Task goal »
Copy each of the following records verbatim, reproducing every line character for character.

Provided information »

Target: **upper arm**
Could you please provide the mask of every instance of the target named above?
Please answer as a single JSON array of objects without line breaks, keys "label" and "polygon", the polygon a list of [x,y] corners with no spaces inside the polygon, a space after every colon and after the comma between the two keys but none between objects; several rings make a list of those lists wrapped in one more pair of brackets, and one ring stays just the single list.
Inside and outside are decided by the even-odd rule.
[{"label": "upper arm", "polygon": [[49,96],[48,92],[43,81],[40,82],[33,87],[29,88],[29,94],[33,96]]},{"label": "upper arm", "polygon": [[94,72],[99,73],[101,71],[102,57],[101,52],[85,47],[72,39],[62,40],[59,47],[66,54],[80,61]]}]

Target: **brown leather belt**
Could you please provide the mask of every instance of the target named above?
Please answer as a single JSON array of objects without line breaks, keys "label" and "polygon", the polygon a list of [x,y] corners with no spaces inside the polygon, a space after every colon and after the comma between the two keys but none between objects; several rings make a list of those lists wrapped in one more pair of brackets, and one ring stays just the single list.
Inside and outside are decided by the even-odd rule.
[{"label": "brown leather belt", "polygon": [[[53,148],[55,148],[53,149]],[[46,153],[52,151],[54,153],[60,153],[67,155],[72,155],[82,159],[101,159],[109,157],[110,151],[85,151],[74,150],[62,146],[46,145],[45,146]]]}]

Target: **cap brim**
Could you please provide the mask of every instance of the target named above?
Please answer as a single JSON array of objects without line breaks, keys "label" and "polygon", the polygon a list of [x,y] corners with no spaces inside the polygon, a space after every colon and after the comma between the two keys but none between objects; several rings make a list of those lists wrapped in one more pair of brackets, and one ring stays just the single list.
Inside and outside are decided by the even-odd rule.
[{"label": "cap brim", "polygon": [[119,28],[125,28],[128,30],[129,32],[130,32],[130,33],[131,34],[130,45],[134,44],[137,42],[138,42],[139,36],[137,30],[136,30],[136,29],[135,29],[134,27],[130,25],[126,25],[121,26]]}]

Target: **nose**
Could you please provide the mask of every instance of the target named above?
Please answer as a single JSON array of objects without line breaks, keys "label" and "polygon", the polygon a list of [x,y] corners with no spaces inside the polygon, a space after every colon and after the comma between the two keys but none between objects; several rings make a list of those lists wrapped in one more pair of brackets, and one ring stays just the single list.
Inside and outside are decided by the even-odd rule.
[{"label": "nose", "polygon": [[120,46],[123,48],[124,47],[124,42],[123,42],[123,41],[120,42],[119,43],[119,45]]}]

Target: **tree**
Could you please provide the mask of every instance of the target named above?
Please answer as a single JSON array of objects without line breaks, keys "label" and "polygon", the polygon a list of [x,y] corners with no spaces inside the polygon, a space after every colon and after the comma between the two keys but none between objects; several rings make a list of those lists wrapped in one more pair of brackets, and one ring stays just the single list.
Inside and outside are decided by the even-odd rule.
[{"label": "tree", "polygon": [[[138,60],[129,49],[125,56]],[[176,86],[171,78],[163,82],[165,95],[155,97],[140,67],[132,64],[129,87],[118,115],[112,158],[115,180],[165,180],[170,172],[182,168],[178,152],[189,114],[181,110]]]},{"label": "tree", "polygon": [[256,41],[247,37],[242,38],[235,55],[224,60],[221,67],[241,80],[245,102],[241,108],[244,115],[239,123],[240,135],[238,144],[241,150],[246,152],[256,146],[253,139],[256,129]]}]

Output for this exercise »
Target: **upper arm**
Could you please provide the mask of every instance of the target named above?
Please answer as a single JSON array of objects without line breaks, keys "label" and "polygon", the polygon a list of [x,y] corners with no spaces inside the polygon, a space after every colon and after the comma between the two keys but none between objects; several rings make a list of those lists wrapped in one more pair of brackets, and one ring stays just the single list.
Inside and outside are decided by the even-odd rule.
[{"label": "upper arm", "polygon": [[49,96],[48,92],[43,81],[40,82],[33,87],[29,88],[29,94],[33,96]]},{"label": "upper arm", "polygon": [[94,72],[99,73],[101,71],[102,57],[101,52],[85,47],[72,39],[62,40],[59,47],[66,54],[80,61]]}]

Target: **brown leather belt**
Could you please provide the mask of every instance of the target named above?
Please answer as a single JSON array of objects without line breaks, keys "label" and "polygon", the polygon a list of [x,y] corners with no spaces inside the polygon, a space after every colon and after the comma between the two keys but none between objects; several rings make a list of those lists wrapped in one more pair of brackets, and one ring stays just the single list.
Inside and outside are decided by the even-odd rule.
[{"label": "brown leather belt", "polygon": [[[53,148],[55,148],[53,149]],[[46,153],[52,151],[54,153],[60,153],[67,155],[72,155],[82,159],[101,159],[109,157],[110,151],[85,151],[74,150],[62,146],[46,145],[45,146]]]}]

Target: **cap brim**
Could you please provide the mask of every instance of the target named above?
Please answer as a single JSON array of objects without line breaks, keys "label" and "polygon", the polygon a list of [x,y] corners with no spaces inside the polygon, a space after every colon and after the comma between the two keys but none between objects; several rings make a list of those lists wrapped in one more pair of brackets, and one ring stays just the single list.
Inside and outside are decided by the even-odd rule.
[{"label": "cap brim", "polygon": [[119,28],[125,28],[128,30],[129,32],[130,32],[130,33],[131,34],[130,45],[134,44],[137,42],[138,42],[139,36],[137,30],[136,30],[136,29],[135,29],[134,27],[130,25],[126,25],[121,26]]}]

Target: **nose**
Could you please provide the mask of every instance of the target named above?
Please answer as a single JSON array of objects without line breaks, keys "label" and "polygon", the polygon a list of [x,y] corners with no spaces inside the polygon, a space after every colon and after the comma between the two keys but none between objects; several rings make a list of those lists wrapped in one more pair of brackets, and one ring stays just the single list.
Inside and outside are decided by the even-odd rule.
[{"label": "nose", "polygon": [[120,46],[123,48],[124,47],[124,42],[123,42],[123,41],[120,42],[119,43],[119,45]]}]

Target: **tree**
Could you please provide the mask of every instance of the target named above?
Please answer as a single JSON array of objects without line breaks, keys "label" and "polygon", the polygon a list of [x,y] corners with no spaces inside the polygon, a space after every colon and after the comma between the two keys but none between objects; several rings make a list of those lists wrapped in one more pair of brackets, and one ring stays just the single list.
Inside and outside are decided by the even-odd rule.
[{"label": "tree", "polygon": [[[138,60],[129,49],[125,56]],[[176,86],[171,78],[163,82],[165,95],[155,97],[140,67],[132,64],[129,87],[118,115],[112,158],[115,180],[165,180],[170,172],[182,168],[178,152],[189,114],[181,110]]]},{"label": "tree", "polygon": [[256,41],[247,37],[242,38],[235,55],[224,60],[221,67],[241,80],[245,102],[241,108],[244,115],[239,123],[240,135],[238,144],[241,150],[246,152],[256,146],[253,139],[256,129]]}]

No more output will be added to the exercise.